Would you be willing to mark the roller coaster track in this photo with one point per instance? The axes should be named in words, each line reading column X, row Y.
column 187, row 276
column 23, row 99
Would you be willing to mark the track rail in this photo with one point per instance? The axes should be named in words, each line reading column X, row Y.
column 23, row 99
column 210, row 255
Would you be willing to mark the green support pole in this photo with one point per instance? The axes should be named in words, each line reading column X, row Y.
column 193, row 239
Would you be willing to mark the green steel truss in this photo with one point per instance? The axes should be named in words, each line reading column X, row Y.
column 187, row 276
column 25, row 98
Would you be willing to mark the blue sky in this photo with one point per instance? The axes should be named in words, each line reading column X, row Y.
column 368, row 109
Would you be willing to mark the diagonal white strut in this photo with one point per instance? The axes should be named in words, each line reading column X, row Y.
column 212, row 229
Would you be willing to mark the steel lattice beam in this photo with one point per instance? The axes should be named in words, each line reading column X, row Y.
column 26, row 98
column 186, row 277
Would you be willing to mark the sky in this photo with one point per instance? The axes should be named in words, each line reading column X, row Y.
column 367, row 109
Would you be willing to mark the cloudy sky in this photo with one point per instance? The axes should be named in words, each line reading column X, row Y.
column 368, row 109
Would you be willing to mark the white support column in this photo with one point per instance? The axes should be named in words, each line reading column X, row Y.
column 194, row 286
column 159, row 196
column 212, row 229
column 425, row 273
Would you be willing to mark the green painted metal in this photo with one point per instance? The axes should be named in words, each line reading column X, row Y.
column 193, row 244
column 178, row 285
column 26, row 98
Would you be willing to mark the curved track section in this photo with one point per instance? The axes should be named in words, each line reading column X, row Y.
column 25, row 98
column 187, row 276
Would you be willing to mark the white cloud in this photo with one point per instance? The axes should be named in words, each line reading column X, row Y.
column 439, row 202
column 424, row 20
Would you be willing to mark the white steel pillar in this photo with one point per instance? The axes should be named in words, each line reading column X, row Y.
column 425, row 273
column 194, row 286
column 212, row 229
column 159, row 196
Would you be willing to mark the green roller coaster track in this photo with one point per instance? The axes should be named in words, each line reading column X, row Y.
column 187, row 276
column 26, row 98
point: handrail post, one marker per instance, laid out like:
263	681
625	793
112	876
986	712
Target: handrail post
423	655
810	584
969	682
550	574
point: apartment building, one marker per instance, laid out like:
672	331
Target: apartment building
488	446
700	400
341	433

• • • • • • •

### Aim of the task
Please render only the lines of the listing above, starting with the line containing "Would you be willing to mark the track" and going on through the line containing "column 210, row 255", as a Markdown table with two columns, Number and Entry. Give each line its own row with its number, and leave out blank lines.

### Solved exercise
| Number | Entry |
|---|---|
| 1 | Would you be willing to mark the track rail in this photo with one point per instance? The axes should be named in words, each line reading column X, row Y. |
| 2 | column 23, row 99 |
| 3 | column 210, row 255 |